[The exercise] According to the essay on fashion below, where and when was it first published?

February 11, 2007 avidadollars 2 comments

Can there be too much fashion? I do think so…

By Julia Shuvalova

(First published at Exzibit.net on 06 July 2005)

So, this is who I am – a young female journalist and writer, with a sophisticated taste, who, as any other woman, sometimes has this burning desire to buy something new – a skirt, shoes or a bag. If not any of these, then some baubles, at least. I don’t always find what I want, but as I don’t suffer from the lack of garments, I don’t bother. There is a pair of shoes that I’ve been wearing since high school, and that was almost ten years ago, so they are now a fine vintage and are regularly complimented.

However, every now and then when I walk into a shop and spend some time there strolling past rails of identical printed dresses, I can’t help wondering how hypocritical designers and labels are. They all profess individual taste and style, yet no-one – indeed, no single brand – lives up to its own stipulations. Why so?

I don’t know the answer, but the fact is that fashion has actually severely restricted our opportunities to create a unique persona. It’s good to think, of course, that a gipsy skirt you’re wearing is made by Gaultier or Cavalli, as opposed to a similar creation by a high-street label. Let’s face it, though: you would rather prefer to be the only person who drifts above the hot-burning road on a summer afternoon in this majestic gipsy skirt, and sandals with the tinkling of bracelets on your wrists. Alas, you are not the only vessel in this sea of floating fabrics, white, green, brown, black, blue… You are but a part of this summer regatta, and it will take a lot to make yourself fashionable and memorable all at once.

[Extracted material]
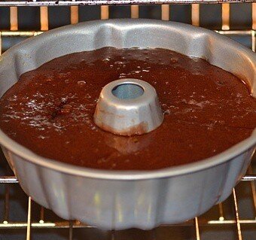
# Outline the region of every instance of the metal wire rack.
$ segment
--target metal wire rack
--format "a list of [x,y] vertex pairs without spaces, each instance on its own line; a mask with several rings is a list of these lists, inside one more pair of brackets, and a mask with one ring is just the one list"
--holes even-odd
[[[169,3],[191,3],[191,24],[194,26],[200,26],[200,4],[201,3],[221,3],[221,28],[215,29],[220,34],[230,36],[248,36],[251,38],[251,47],[253,51],[256,49],[256,2],[251,3],[251,26],[248,29],[232,30],[230,29],[230,4],[233,2],[250,2],[254,1],[237,1],[237,0],[85,0],[85,1],[3,1],[0,0],[0,8],[2,6],[8,6],[10,8],[10,29],[0,30],[0,54],[2,50],[3,38],[29,38],[47,31],[49,29],[49,5],[69,5],[70,8],[70,23],[75,24],[78,23],[79,11],[78,5],[101,5],[100,18],[109,18],[109,12],[111,9],[109,5],[131,5],[130,17],[139,17],[139,5],[141,4],[163,4],[161,5],[161,19],[163,20],[169,20],[170,8],[172,5]],[[136,5],[133,5],[136,4]],[[17,6],[38,6],[40,8],[40,29],[32,31],[19,31],[18,23],[18,8]],[[181,224],[181,226],[193,226],[194,229],[195,239],[200,240],[200,228],[203,226],[220,226],[220,225],[232,225],[236,226],[236,238],[243,239],[243,232],[241,230],[244,226],[253,226],[256,229],[256,172],[253,172],[251,166],[249,167],[248,175],[243,177],[242,181],[245,181],[251,189],[251,200],[252,201],[254,217],[241,218],[239,209],[239,199],[237,198],[236,190],[233,190],[233,205],[234,208],[234,217],[233,219],[227,218],[224,214],[223,204],[220,203],[218,206],[218,217],[215,219],[206,220],[203,217],[196,217],[194,220],[187,221]],[[0,189],[5,189],[3,196],[4,202],[4,214],[0,216],[0,230],[1,229],[26,229],[26,239],[31,238],[32,229],[69,229],[68,239],[73,239],[73,229],[78,228],[93,228],[93,226],[83,224],[78,221],[49,221],[45,219],[44,208],[40,208],[40,219],[38,221],[32,220],[32,200],[29,197],[27,205],[27,220],[15,221],[9,220],[9,214],[11,211],[10,208],[10,187],[11,185],[17,184],[18,181],[14,176],[0,176]],[[0,196],[0,197],[2,197]],[[181,225],[180,225],[181,226]],[[1,238],[1,235],[0,235]],[[115,238],[114,232],[111,232],[111,239]],[[216,237],[218,238],[218,237]]]

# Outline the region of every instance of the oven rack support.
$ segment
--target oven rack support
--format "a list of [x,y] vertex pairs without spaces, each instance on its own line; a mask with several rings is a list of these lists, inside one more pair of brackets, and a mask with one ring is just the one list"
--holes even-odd
[[78,5],[164,5],[164,4],[214,4],[254,2],[254,0],[32,0],[0,1],[0,7],[6,6],[78,6]]

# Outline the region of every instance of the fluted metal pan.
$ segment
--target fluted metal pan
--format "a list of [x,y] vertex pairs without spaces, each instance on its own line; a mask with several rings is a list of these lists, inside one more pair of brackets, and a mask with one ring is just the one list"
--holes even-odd
[[[246,79],[256,96],[255,53],[212,31],[146,20],[87,22],[23,41],[0,58],[0,96],[21,74],[53,58],[106,46],[162,47],[203,57]],[[155,171],[68,165],[38,156],[2,131],[0,143],[23,190],[59,216],[108,229],[148,229],[185,221],[224,200],[245,173],[256,131],[215,156]]]

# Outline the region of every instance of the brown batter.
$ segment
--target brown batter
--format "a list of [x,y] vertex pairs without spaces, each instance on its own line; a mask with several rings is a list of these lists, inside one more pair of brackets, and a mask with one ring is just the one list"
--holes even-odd
[[[102,88],[120,78],[155,87],[165,114],[160,127],[123,137],[94,124]],[[0,127],[50,159],[93,169],[155,169],[203,159],[248,137],[256,100],[239,79],[203,59],[163,49],[105,47],[20,76],[0,100]]]

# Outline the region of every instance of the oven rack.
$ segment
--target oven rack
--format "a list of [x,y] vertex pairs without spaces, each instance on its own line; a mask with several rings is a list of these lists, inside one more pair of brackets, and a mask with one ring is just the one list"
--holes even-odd
[[[2,39],[5,38],[26,38],[39,35],[47,31],[49,27],[49,14],[47,6],[69,5],[70,8],[70,23],[75,24],[79,21],[79,6],[84,5],[100,5],[100,19],[108,19],[110,16],[111,5],[131,5],[130,17],[139,18],[139,5],[142,4],[157,4],[161,5],[161,20],[170,20],[170,3],[190,3],[190,19],[191,24],[200,26],[200,5],[203,3],[221,3],[221,27],[215,29],[215,32],[228,36],[247,36],[251,38],[251,48],[253,51],[256,49],[256,2],[254,0],[84,0],[84,1],[3,1],[0,0],[1,7],[10,7],[10,29],[8,30],[0,29],[0,54],[2,50]],[[251,25],[247,29],[234,30],[230,27],[230,2],[252,2],[251,3]],[[40,29],[32,29],[31,31],[21,31],[19,29],[18,6],[35,6],[40,8]],[[242,218],[241,212],[239,209],[239,201],[236,189],[233,191],[233,206],[235,212],[235,217],[233,219],[227,218],[224,214],[223,203],[218,205],[218,217],[217,219],[206,220],[201,217],[196,217],[193,220],[187,221],[178,226],[188,226],[194,228],[195,239],[202,239],[200,227],[204,226],[233,226],[236,227],[236,238],[242,240],[243,232],[241,226],[252,226],[256,229],[256,172],[252,172],[252,168],[249,167],[248,175],[242,179],[245,184],[250,187],[250,197],[253,202],[254,218]],[[1,176],[0,188],[5,188],[4,196],[4,216],[0,217],[0,230],[24,229],[26,229],[26,240],[31,239],[32,229],[69,229],[68,239],[73,239],[73,229],[77,228],[93,228],[93,226],[83,224],[78,221],[49,221],[44,217],[44,208],[41,207],[38,215],[38,221],[32,221],[32,209],[34,203],[32,199],[28,198],[27,205],[27,221],[11,222],[9,221],[9,214],[11,211],[10,208],[10,188],[11,185],[17,184],[18,181],[14,176]],[[114,231],[111,232],[111,239],[115,238]]]
[[[239,210],[238,206],[238,198],[236,193],[236,189],[233,190],[233,203],[235,210],[235,218],[230,220],[226,219],[224,213],[223,203],[219,203],[218,208],[218,219],[206,220],[201,217],[195,217],[193,220],[187,221],[184,223],[178,224],[178,226],[192,226],[194,228],[195,239],[200,240],[200,226],[219,226],[219,225],[233,225],[236,226],[236,238],[238,240],[242,240],[242,232],[241,226],[252,225],[256,226],[256,174],[252,173],[252,168],[248,168],[248,175],[244,176],[242,181],[246,181],[250,184],[251,199],[253,201],[254,218],[254,219],[240,219]],[[73,239],[73,229],[75,228],[94,228],[93,226],[83,224],[79,221],[58,221],[50,222],[44,219],[44,208],[41,207],[40,220],[38,221],[32,221],[32,200],[29,197],[28,200],[28,215],[26,222],[11,222],[8,221],[8,216],[10,211],[10,184],[18,184],[18,180],[14,176],[2,176],[0,177],[0,185],[5,185],[5,204],[4,204],[4,218],[0,222],[0,229],[26,229],[26,240],[31,239],[32,229],[69,229],[69,240]],[[1,187],[1,186],[0,186]],[[172,225],[177,226],[177,225]],[[162,227],[168,227],[169,225],[163,225]],[[114,240],[114,231],[111,232],[111,239]]]

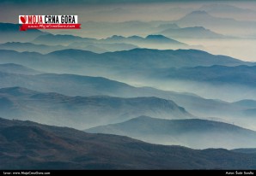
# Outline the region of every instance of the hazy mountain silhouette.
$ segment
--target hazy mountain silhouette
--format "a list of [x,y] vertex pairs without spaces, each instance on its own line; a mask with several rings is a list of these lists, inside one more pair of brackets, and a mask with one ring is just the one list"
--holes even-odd
[[42,72],[15,63],[0,64],[0,72],[16,74],[40,74]]
[[128,136],[153,144],[179,144],[197,149],[252,148],[256,132],[205,120],[161,120],[141,116],[86,132]]
[[227,38],[224,35],[218,34],[205,29],[203,26],[192,26],[184,28],[168,28],[159,33],[169,38]]
[[173,101],[157,97],[67,97],[11,87],[0,89],[0,104],[5,104],[1,116],[19,116],[21,120],[76,129],[121,122],[140,115],[193,117]]
[[0,119],[1,169],[253,169],[255,155]]

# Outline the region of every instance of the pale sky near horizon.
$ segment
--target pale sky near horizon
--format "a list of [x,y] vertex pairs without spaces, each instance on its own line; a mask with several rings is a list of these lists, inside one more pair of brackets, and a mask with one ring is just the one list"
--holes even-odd
[[[188,0],[2,0],[0,21],[17,22],[19,15],[79,15],[80,21],[174,21],[204,4],[224,3],[256,11],[254,1]],[[176,11],[175,11],[176,10]]]
[[[213,3],[253,9],[256,15],[255,0],[35,0],[33,3],[29,0],[2,0],[0,1],[0,22],[17,23],[18,15],[77,15],[80,23],[88,21],[110,22],[175,21],[192,11],[198,10],[203,5]],[[239,16],[232,17],[235,19]],[[255,18],[245,16],[241,19],[256,22],[256,15]],[[192,41],[188,44],[204,45],[205,50],[212,54],[227,55],[256,62],[254,57],[256,39],[242,42],[199,41],[200,44],[198,42]]]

[Answer below] At Exzibit.net on 06 July 2005.